Quote the entries below exactly, from the line containing "A single point marks each instance of the textured" through the line containing "<point>1029,471</point>", both of those lines included.

::::::

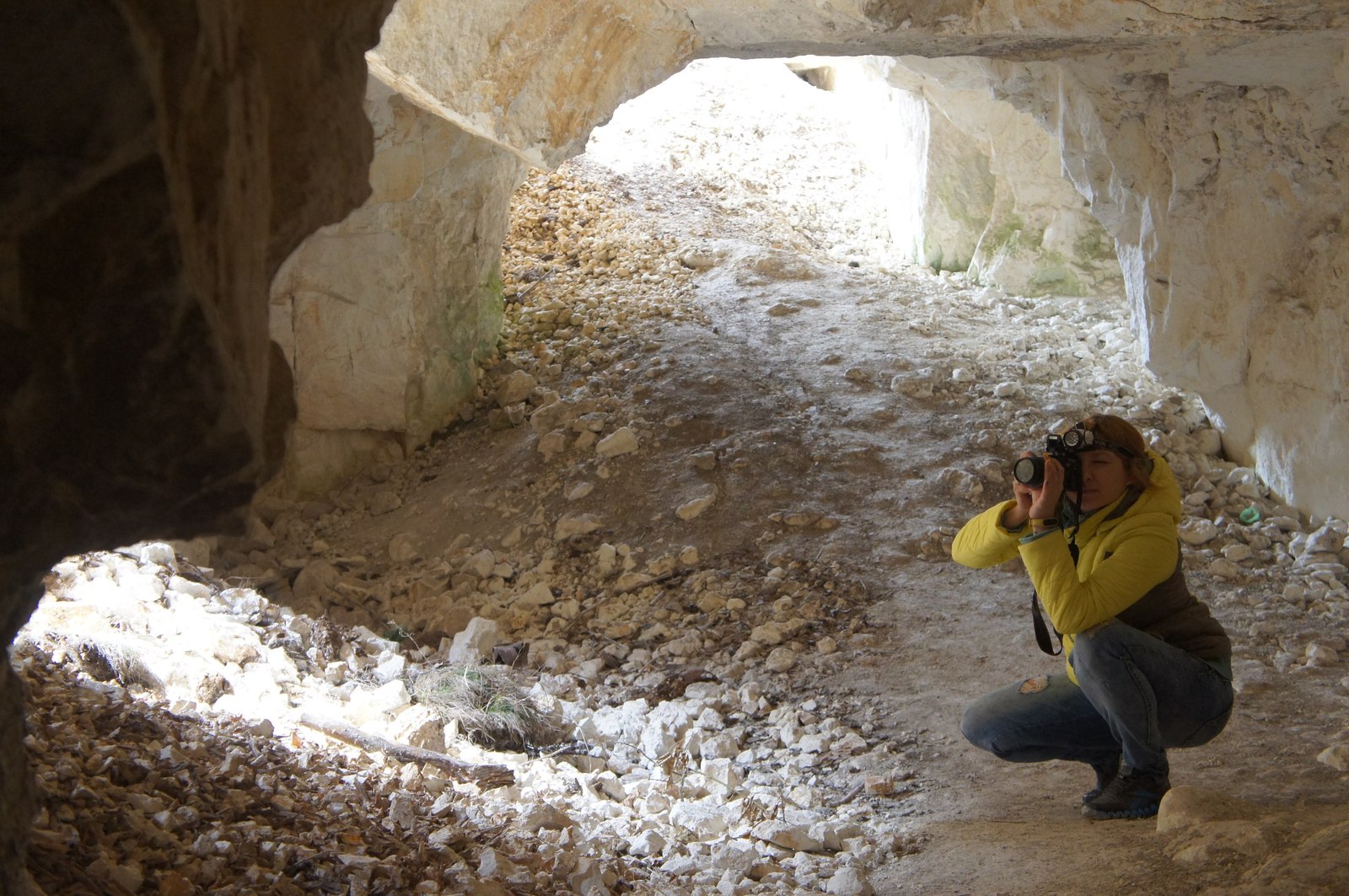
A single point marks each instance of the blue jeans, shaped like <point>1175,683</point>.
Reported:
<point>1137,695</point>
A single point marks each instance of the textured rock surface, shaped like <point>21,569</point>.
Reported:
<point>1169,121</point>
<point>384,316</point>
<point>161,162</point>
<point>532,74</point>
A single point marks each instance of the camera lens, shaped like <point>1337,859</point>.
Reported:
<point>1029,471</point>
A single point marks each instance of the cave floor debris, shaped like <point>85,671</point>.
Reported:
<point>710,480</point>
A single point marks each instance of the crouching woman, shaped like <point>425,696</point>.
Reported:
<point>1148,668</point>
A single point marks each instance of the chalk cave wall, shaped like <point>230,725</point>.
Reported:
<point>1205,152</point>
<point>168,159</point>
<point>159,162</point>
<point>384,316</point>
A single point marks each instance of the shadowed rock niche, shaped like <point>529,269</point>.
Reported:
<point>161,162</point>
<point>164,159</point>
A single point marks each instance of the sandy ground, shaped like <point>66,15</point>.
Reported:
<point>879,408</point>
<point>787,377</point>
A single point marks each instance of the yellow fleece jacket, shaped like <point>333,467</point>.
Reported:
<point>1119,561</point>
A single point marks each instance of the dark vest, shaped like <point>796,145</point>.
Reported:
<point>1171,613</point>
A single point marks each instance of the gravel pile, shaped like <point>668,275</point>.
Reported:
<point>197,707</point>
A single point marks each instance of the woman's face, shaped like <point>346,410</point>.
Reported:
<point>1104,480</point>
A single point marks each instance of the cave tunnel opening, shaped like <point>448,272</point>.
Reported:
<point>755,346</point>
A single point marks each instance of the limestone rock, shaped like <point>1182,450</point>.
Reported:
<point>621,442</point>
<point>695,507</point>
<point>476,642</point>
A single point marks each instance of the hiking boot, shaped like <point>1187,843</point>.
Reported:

::::::

TASK SOLUTION
A single point marks each instance of the textured rock surface, shaped like <point>21,569</point>.
Reported:
<point>1169,121</point>
<point>384,316</point>
<point>161,162</point>
<point>532,74</point>
A single point marks each instance of the camera lens, shaped like <point>1337,859</point>.
Reported:
<point>1029,471</point>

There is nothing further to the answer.